:: EXERCISE GOAL ::
Collect every line of the records below that contains the string "painted", matching case exactly.
____
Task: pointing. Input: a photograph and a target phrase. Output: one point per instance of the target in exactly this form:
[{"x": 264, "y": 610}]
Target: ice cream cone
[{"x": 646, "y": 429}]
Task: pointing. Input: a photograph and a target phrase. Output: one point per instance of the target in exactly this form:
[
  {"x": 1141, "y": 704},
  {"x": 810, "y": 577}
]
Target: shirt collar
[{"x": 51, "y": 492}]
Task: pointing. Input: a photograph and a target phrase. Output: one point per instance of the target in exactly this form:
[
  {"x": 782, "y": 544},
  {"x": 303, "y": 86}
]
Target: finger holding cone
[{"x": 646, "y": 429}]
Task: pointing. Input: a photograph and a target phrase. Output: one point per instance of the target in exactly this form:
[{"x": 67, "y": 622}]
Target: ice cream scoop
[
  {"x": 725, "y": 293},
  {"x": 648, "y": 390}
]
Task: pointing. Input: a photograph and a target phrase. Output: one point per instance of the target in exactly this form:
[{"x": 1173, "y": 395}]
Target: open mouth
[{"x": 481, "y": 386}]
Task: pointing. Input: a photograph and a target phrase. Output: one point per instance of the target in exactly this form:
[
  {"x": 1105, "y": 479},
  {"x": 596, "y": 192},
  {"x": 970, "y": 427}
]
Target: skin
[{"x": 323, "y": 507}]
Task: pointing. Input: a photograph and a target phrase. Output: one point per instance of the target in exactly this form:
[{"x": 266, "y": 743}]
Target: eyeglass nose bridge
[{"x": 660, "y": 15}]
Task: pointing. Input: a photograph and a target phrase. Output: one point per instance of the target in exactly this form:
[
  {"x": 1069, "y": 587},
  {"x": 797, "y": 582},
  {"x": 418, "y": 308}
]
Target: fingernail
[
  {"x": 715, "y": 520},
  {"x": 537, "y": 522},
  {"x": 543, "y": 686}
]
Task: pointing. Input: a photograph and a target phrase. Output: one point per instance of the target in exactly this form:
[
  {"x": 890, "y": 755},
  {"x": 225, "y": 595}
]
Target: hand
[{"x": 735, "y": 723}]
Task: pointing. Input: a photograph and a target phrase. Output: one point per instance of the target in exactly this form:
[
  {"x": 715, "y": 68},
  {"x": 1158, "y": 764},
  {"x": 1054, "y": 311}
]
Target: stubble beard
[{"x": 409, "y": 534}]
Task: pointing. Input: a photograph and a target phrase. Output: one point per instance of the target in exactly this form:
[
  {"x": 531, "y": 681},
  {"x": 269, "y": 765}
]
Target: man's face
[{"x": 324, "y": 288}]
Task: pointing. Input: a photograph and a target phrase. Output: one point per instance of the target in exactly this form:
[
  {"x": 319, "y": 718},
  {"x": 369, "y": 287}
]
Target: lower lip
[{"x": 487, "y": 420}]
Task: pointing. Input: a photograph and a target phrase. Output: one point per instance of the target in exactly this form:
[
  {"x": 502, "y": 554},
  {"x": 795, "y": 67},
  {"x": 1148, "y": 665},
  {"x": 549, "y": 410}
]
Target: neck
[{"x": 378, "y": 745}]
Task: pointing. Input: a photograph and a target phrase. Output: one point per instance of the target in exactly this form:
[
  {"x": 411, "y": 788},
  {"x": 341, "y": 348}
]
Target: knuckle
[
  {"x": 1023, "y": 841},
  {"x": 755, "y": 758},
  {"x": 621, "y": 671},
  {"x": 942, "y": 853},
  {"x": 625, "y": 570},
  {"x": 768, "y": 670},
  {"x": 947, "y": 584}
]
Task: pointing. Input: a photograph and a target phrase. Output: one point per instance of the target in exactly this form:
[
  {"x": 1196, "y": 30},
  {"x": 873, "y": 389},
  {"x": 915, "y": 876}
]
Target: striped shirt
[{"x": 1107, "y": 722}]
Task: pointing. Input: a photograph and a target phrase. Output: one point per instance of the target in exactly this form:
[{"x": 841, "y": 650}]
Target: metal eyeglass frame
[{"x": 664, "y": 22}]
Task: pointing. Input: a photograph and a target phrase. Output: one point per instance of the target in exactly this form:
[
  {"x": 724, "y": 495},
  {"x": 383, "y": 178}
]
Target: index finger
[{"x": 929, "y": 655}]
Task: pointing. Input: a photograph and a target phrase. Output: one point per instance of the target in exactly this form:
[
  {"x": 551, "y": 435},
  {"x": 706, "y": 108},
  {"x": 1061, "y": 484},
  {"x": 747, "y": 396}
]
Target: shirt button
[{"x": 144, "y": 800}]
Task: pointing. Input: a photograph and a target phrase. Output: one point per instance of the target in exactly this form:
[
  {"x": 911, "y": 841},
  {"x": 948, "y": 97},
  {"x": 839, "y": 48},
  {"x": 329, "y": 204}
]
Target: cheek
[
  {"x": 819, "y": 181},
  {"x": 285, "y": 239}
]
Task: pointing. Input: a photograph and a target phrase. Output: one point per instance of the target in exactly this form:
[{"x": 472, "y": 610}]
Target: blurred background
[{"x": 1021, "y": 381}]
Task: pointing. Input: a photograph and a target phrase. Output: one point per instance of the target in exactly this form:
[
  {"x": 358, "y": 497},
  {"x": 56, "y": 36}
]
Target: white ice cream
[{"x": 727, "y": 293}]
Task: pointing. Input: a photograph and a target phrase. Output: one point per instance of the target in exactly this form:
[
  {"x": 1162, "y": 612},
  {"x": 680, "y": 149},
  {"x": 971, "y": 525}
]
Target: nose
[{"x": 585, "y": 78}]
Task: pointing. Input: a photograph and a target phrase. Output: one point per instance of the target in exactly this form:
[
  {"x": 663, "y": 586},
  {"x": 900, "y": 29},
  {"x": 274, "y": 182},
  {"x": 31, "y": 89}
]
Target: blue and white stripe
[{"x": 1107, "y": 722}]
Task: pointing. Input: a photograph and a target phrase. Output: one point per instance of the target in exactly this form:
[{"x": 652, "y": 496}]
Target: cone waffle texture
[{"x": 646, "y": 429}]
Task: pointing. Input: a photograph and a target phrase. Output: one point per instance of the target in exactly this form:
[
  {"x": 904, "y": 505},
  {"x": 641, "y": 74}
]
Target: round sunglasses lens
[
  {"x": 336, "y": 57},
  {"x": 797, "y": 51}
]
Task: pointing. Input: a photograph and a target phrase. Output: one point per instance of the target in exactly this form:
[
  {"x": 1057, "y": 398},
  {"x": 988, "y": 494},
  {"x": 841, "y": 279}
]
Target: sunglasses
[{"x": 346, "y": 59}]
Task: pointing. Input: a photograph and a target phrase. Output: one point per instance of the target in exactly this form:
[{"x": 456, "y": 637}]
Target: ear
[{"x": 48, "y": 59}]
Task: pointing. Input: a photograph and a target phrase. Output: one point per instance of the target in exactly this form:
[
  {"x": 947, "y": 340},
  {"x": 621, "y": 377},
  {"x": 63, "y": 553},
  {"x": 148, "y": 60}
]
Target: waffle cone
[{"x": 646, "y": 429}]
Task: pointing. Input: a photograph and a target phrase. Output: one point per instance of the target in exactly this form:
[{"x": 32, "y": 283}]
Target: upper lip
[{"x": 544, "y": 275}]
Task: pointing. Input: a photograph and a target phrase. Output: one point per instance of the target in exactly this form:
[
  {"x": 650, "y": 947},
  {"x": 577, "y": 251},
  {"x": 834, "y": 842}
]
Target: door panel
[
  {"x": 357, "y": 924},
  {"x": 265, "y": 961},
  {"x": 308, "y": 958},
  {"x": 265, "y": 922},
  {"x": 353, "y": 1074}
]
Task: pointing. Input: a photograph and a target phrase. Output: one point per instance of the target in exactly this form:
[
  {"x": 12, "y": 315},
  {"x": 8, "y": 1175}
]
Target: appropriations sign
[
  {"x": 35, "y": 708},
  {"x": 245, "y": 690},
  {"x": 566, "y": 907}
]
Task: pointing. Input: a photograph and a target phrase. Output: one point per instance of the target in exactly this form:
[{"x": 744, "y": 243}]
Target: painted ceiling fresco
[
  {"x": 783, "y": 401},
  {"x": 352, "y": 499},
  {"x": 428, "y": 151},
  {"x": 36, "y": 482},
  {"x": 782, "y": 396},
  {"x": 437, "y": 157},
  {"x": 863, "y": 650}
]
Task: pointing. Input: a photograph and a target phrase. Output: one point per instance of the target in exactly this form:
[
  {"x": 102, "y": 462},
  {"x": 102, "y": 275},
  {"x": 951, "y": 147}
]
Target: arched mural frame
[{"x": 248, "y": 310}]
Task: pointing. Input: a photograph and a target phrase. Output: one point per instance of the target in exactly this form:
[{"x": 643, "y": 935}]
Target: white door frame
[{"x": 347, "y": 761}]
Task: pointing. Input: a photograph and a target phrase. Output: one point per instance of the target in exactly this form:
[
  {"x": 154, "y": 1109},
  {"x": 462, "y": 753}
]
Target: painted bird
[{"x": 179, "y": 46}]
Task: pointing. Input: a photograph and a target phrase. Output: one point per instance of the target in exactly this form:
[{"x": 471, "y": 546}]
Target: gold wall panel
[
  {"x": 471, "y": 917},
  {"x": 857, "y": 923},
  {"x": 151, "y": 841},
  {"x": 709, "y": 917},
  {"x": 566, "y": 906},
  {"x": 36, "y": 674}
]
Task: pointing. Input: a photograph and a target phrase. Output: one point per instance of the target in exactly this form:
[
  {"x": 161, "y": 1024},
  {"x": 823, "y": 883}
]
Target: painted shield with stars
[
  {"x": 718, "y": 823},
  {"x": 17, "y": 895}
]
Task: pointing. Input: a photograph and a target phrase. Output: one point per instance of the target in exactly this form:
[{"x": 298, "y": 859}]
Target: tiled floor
____
:: SOLUTION TO THIS EXERCISE ::
Target: painted ceiling fresco
Target: painted bird
Target: painted shield with stars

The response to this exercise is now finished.